__Task instructions__:
Examine every line of the listing below. Count those containing "pool" and state only the result.

- Opening Delimiter -

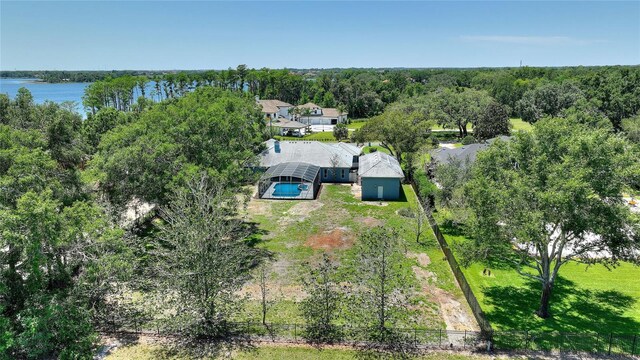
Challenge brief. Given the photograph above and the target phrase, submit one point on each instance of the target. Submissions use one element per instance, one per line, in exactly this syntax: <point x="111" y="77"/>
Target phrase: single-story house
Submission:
<point x="288" y="127"/>
<point x="295" y="170"/>
<point x="338" y="162"/>
<point x="465" y="154"/>
<point x="274" y="109"/>
<point x="380" y="176"/>
<point x="320" y="116"/>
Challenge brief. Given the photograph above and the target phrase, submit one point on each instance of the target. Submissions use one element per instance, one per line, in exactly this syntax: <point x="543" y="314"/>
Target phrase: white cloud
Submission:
<point x="528" y="40"/>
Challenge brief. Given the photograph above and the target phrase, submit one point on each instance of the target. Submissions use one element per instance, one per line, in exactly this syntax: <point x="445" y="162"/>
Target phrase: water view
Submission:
<point x="41" y="91"/>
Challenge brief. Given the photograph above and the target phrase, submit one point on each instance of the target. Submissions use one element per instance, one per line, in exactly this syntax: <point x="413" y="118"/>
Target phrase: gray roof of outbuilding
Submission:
<point x="379" y="165"/>
<point x="289" y="124"/>
<point x="304" y="171"/>
<point x="312" y="152"/>
<point x="463" y="153"/>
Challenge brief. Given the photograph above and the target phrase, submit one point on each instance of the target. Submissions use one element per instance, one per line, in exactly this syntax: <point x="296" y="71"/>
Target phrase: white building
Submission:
<point x="276" y="110"/>
<point x="320" y="116"/>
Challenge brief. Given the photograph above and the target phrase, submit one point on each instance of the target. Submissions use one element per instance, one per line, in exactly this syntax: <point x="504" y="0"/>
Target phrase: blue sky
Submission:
<point x="95" y="35"/>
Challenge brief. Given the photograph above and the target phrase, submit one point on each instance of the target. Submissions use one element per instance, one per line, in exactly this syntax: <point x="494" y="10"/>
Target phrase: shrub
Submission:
<point x="406" y="212"/>
<point x="56" y="327"/>
<point x="468" y="140"/>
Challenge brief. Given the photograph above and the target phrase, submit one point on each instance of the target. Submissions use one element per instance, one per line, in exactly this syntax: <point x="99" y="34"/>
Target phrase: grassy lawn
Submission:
<point x="518" y="125"/>
<point x="294" y="352"/>
<point x="300" y="231"/>
<point x="356" y="125"/>
<point x="369" y="149"/>
<point x="585" y="299"/>
<point x="323" y="136"/>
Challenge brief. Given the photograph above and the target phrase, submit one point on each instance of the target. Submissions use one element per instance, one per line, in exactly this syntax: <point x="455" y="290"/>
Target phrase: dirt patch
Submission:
<point x="259" y="207"/>
<point x="356" y="191"/>
<point x="423" y="259"/>
<point x="454" y="314"/>
<point x="339" y="238"/>
<point x="371" y="222"/>
<point x="303" y="208"/>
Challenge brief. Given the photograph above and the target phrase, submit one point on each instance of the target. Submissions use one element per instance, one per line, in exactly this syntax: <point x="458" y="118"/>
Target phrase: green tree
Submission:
<point x="552" y="196"/>
<point x="203" y="259"/>
<point x="549" y="99"/>
<point x="493" y="122"/>
<point x="401" y="132"/>
<point x="380" y="298"/>
<point x="340" y="132"/>
<point x="631" y="128"/>
<point x="321" y="308"/>
<point x="208" y="130"/>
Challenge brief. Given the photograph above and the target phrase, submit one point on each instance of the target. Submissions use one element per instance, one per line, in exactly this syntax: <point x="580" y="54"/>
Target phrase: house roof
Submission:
<point x="304" y="171"/>
<point x="309" y="105"/>
<point x="312" y="152"/>
<point x="272" y="106"/>
<point x="379" y="165"/>
<point x="463" y="153"/>
<point x="331" y="112"/>
<point x="289" y="124"/>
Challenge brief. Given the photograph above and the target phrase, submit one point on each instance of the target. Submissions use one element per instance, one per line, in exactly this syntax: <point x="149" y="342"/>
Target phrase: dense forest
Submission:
<point x="69" y="260"/>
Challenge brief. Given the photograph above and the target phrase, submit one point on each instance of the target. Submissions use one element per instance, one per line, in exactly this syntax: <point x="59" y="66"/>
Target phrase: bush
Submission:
<point x="406" y="212"/>
<point x="426" y="189"/>
<point x="468" y="140"/>
<point x="56" y="327"/>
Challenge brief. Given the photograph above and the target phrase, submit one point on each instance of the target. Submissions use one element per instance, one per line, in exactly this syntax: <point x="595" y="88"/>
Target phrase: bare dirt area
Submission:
<point x="454" y="314"/>
<point x="371" y="222"/>
<point x="259" y="207"/>
<point x="422" y="258"/>
<point x="339" y="238"/>
<point x="304" y="208"/>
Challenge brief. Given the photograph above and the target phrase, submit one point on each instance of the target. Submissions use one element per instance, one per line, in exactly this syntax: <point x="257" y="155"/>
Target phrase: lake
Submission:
<point x="42" y="91"/>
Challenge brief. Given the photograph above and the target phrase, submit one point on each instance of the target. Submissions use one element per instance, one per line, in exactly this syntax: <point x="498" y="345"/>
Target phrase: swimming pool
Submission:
<point x="289" y="190"/>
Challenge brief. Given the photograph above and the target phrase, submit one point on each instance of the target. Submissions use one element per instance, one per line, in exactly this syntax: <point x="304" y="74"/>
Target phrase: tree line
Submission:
<point x="611" y="90"/>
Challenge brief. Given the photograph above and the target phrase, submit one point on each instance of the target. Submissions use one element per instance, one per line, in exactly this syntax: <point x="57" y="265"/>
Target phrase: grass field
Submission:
<point x="369" y="149"/>
<point x="299" y="231"/>
<point x="152" y="352"/>
<point x="585" y="299"/>
<point x="519" y="125"/>
<point x="356" y="125"/>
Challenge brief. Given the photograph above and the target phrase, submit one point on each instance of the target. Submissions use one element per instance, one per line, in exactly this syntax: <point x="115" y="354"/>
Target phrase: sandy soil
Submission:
<point x="339" y="238"/>
<point x="455" y="315"/>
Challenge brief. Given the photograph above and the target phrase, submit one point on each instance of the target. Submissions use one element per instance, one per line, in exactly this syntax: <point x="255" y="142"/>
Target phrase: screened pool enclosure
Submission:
<point x="292" y="180"/>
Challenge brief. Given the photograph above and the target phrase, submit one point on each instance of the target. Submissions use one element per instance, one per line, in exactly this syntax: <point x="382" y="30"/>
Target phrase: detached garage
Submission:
<point x="380" y="176"/>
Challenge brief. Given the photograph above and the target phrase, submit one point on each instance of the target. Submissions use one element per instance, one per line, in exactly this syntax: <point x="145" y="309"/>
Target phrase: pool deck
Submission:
<point x="304" y="194"/>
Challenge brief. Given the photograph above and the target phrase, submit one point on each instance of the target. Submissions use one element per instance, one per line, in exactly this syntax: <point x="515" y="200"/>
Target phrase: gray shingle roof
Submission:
<point x="304" y="171"/>
<point x="312" y="152"/>
<point x="379" y="165"/>
<point x="463" y="153"/>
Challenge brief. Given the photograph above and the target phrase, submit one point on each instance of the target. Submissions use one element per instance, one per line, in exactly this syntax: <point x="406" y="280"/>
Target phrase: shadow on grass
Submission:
<point x="573" y="309"/>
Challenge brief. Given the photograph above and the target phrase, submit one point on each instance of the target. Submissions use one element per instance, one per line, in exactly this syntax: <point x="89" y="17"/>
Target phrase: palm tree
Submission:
<point x="342" y="109"/>
<point x="307" y="112"/>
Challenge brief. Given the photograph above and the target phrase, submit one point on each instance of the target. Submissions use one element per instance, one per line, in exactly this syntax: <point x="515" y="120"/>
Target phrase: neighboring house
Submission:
<point x="465" y="154"/>
<point x="274" y="109"/>
<point x="295" y="170"/>
<point x="338" y="162"/>
<point x="320" y="116"/>
<point x="289" y="127"/>
<point x="380" y="176"/>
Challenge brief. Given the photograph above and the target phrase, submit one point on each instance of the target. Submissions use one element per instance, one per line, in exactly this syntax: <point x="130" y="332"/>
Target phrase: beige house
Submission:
<point x="279" y="111"/>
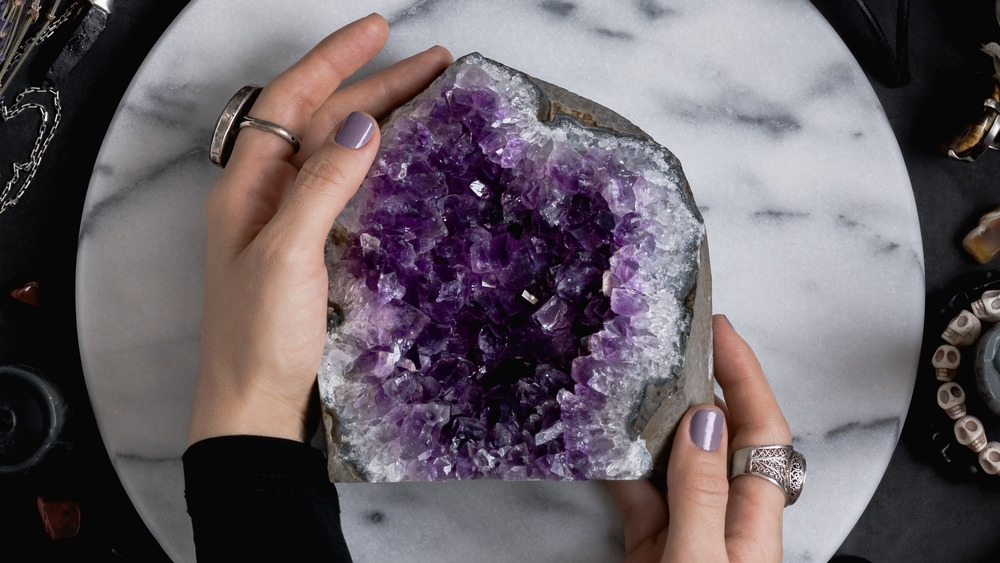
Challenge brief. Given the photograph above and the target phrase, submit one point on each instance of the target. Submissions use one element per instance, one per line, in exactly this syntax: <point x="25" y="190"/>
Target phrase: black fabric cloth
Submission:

- Closing Delimiter -

__Written solution__:
3